*Work request*
When you write out the listing, keep every word as it stands and drop the pictures.

*Data for the task*
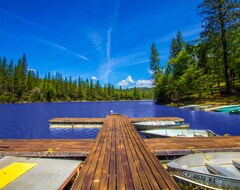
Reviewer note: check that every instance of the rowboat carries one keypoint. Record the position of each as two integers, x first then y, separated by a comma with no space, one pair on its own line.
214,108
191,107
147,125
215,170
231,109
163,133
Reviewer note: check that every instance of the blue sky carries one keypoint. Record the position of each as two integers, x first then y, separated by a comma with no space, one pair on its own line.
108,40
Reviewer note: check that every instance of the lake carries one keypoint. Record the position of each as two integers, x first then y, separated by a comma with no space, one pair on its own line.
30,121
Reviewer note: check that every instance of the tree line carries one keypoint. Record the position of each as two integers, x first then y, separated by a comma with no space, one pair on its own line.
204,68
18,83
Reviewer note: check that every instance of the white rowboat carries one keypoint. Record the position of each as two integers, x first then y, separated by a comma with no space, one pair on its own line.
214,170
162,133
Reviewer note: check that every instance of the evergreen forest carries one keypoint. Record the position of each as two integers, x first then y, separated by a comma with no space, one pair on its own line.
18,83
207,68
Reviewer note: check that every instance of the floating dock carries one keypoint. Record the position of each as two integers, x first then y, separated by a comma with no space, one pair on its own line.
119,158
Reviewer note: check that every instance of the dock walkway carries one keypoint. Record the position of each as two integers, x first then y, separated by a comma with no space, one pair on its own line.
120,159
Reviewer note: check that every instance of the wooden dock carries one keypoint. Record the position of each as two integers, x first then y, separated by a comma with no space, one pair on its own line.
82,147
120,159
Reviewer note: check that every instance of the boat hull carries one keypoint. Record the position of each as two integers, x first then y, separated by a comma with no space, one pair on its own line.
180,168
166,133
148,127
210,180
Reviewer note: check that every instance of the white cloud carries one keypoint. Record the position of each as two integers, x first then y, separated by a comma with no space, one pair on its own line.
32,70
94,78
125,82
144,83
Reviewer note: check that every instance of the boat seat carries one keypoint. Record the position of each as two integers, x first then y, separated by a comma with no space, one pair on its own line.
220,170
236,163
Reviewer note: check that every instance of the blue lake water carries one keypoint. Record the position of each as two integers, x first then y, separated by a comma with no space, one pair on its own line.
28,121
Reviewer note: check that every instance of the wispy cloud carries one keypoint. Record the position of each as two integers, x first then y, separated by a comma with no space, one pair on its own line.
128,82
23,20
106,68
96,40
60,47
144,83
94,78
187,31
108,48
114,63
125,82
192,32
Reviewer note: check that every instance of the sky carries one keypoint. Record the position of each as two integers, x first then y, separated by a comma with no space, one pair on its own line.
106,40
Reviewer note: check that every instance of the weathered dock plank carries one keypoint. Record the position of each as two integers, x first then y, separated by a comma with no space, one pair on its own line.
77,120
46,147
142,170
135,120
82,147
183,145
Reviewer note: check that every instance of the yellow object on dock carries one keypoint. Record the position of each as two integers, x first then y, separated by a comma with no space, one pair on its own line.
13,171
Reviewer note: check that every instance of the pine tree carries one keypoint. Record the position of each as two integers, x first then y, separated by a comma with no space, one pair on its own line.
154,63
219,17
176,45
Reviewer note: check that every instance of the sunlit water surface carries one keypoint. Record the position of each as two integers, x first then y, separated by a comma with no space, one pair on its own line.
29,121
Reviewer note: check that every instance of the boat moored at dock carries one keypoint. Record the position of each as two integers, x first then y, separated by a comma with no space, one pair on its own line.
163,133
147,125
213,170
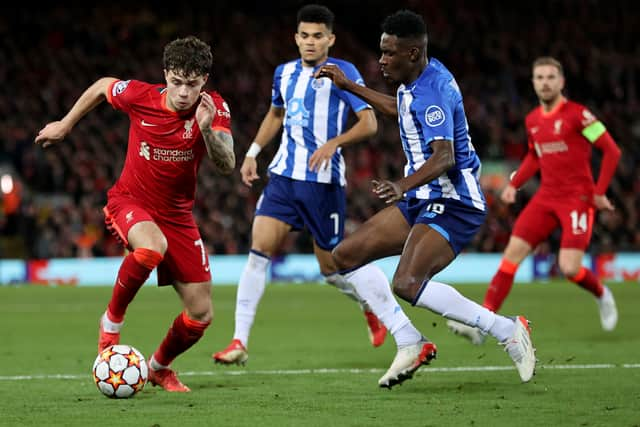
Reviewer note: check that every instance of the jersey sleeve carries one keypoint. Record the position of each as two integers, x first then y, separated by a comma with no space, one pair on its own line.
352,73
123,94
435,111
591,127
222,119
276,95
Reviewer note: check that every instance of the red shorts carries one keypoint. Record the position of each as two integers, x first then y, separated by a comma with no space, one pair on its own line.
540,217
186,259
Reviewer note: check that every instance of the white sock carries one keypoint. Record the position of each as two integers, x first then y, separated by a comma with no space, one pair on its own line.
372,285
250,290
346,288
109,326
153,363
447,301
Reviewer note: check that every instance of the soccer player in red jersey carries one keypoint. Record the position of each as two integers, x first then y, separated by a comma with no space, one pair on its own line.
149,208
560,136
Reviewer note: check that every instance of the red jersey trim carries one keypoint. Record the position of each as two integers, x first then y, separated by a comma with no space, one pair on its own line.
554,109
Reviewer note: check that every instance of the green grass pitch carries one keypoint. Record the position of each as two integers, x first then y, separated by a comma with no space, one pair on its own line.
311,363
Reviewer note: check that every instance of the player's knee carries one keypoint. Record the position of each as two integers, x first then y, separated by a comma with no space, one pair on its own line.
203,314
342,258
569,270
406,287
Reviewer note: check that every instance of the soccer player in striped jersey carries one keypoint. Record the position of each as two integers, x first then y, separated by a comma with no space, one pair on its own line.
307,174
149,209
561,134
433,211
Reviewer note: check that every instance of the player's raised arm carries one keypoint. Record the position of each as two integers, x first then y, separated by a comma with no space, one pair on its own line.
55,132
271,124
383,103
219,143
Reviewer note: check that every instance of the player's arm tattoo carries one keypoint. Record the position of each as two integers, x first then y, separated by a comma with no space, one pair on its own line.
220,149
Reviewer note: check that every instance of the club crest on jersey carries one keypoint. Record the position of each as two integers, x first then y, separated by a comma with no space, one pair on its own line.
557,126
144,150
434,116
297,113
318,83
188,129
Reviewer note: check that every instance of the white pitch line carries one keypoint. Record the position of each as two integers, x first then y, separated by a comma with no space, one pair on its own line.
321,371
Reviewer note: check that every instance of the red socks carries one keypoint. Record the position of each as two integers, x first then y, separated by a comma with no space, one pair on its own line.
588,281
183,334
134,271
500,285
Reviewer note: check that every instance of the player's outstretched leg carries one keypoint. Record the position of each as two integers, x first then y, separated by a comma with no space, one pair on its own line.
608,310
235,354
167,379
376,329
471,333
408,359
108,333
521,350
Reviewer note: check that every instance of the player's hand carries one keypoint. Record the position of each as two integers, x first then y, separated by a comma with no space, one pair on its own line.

*Task output*
Reviewer note: check that every instance of the rowboat carries one keypoint. Record the position of each as two integers, x first then y, separated by a comma with no space, one pair on its own line.
214,108
191,107
147,125
215,170
231,109
163,133
Reviewer note: check that every instance of the blue sky carries one keypoint. Record the position of each as two integers, x first then y, separated by a comma with no space, one pair on its own line.
108,40
Reviewer note: check that every instance of the lake carries one keypoint. Record the position of each as two integers, x first then y, separated by a comma with no space, one pair on its own line.
30,121
Reviewer note: check that every instance of the tree line carries one keypoint. Record the position of each as two integers, x first then y, separated by a comma with no space, one pair on its own line.
204,68
18,83
Reviewer note: check that every instance of the white rowboat carries one keypoint. Record the position of each as two integers, x first then y, separated by a comma with no space, one pair on its own line.
214,170
162,133
Reviewer note: check that every instance of the evergreen forest carries one keypoint. Record the position of each as two integers, x first then y, separated by a comma with no space, one pair on its own line.
18,83
207,68
Reviewer note: check that every instance of the floating dock carries one keypoint. Record the position of each as two integers, x first then y, separated by a comma with no space, one pair on its own line.
119,158
Reviewer note: check that every instance of the dock walkway carries one keypoint. Record the position of each as two integers, x first then y, separated by a comma with no space, one pair on its own line.
120,159
Reviewer note: check that every instance of the wooden dock carries one keypoint. Record the position of each as two integers, x first then y, separated by a comma with no space, one pair on its own line.
82,147
120,159
Reviewer note: check that every instance of the boat hull carries one keypoint. Record the position of each as two integers, x first then y, separated by a comma with no space, one pair on its own line.
180,168
166,133
148,127
210,180
Reviewer note: check that every instance of the white cloud carries one keypoint. Record the position of each as two integers, x first then y, separated by a comma with no space, one pair on its own line.
32,70
94,78
125,82
144,83
Reviewer note: check that every instance of the boat seat carries one keypoint. Record the position of each as two integers, x first then y, separated by a comma with no space, one pair on its own line.
220,170
236,163
Reviewer note: check that every instance of the blue lake water carries one keypoint. Record the position of each as two integers, x first then y, separated by a comma with no space, one pair on its own line.
28,121
Reviewer note: check that every instance of the wispy cloud carries one keypoint. Record the position of each as two integers, x first then y, separated by a comma with no space, one pair on its own line.
128,82
23,20
106,68
96,40
60,47
144,83
94,78
187,31
108,48
114,63
125,82
192,32
Reviewer note: check that every instance of the sky carries one keypoint. Record the position of each as two integers, x first then y, separated by a comma with no space, one pair on its own line.
106,40
Reviewer note: check that every instance of the weathered dock plank carries one keypoint. Record the position of each as two integers, x first then y, separated by a comma with no space, one pair on its own line.
77,120
46,147
142,170
135,120
82,147
183,145
Reviewer note: check that every instance of the yellow object on dock carries one keypoint. Record the position of each as two integers, x first then y, separated by a comma with no space, one pair on its own line.
13,171
Reviewer note: check that every instance of the pine tree carries one keypoint. Record the position of each as two integers, x first then y, separated by a comma with no space, one pair on its own line.
154,63
219,17
176,45
Reviewer note: check that every instance of the sunlit water surface carries one keypoint. Record the position of each as two integers, x first then y, separated by a comma with no space, one pair on its own line.
29,121
Reviewer note: check that every instance of the boat moored at dock carries one keypoint. Record the position of each as two integers, x first then y, separated by a comma with no space, one pair on its own line.
163,133
147,125
213,170
Reviewer note: check that every instance of the jersey sleeve carries one keypoint. Record the position of each as two integers, x first then y, separated by a comma with no space, one pair on its own line.
352,73
123,94
435,111
591,127
222,119
276,95
Reviewer note: check that every instance of the red shorts carries one keypoint. Record the position of each as two integers, x first then y, separated by a comma with no space, one pair on its own line.
540,217
186,259
Reviewer note: check that every instance of the white sock carries one keypoint. Record the position of each as two integers, x first then y, separated by a comma with no space, one pair on its own line.
372,285
250,290
346,288
109,326
153,363
447,301
Reviewer note: check that every instance of the soccer player in red jersey carries one keypoint. Record the position of each as two integers, x first then y, separated by a comma with no space, one pair on its own line.
149,208
560,136
Reviewer note: check that every instance of the red jersey trim carries one keypoint. Record the position of each as two integers, x first then y, separated by a comma with no space, one pair on its own line.
554,109
Reviewer note: check that every instance of the green grass pitch carries one keypoint. Record the position of each as two integers, x first then y, separated by a comma with no space, one pair on its own line.
311,363
Reviewer note: check that every instance of the player's knee carries one keypoint. Record the position of each as two integers, x first then y, separated by a comma with no space, one pair on its own line.
203,314
342,258
569,270
406,287
Reviewer note: check that every instance of the soccer player in striped jersey carries one keypoint. Record the position of each as two integers, x first then y, separated by a comma with no space, one pair on its own line.
307,174
149,209
561,134
433,211
Reviewer note: check that every instance of the player's raised arm carries one keypoint. Record the position of each as two integers, x first then y, separated by a comma with no space, one pair on its own line.
55,132
271,124
383,103
219,143
Reviewer note: check that every instance of the player's arm tattoo carries one keypoint. Record the position of each as two integers, x first then y, separated by a comma with no space, one pair on its own line.
220,149
Reviewer note: check that every instance of the club crest on jersey carries one keypoint. Record the position of each as two integers, x first then y, separated by a comma with no space, one pair on its own line.
557,126
144,150
434,116
297,113
318,83
188,129
Reviewer note: check that every instance of the white pitch line carries one keypoint. Record the position of each as two integers, x first then y, separated by a comma with no space, one pair on its own line.
321,371
Reviewer note: check that every instance of the red socks carries one keypoint. Record the position of each as two integers, x first then y, separated by a comma with no space, one pair on its own line.
588,281
183,334
134,271
500,285
Reviewer note: check that every instance of the player's outstretched leg carries one keypoint. Record the position of each as two integers, x first then y, separated by a comma with no space, one pair on its own line.
608,310
235,354
167,379
376,329
471,333
408,359
108,333
521,350
Reviewer note: check that every instance of the player's hand carries one keypoint. Record the position of each as two integers, x first then y, separated by a comma with no space, one pair on its own line.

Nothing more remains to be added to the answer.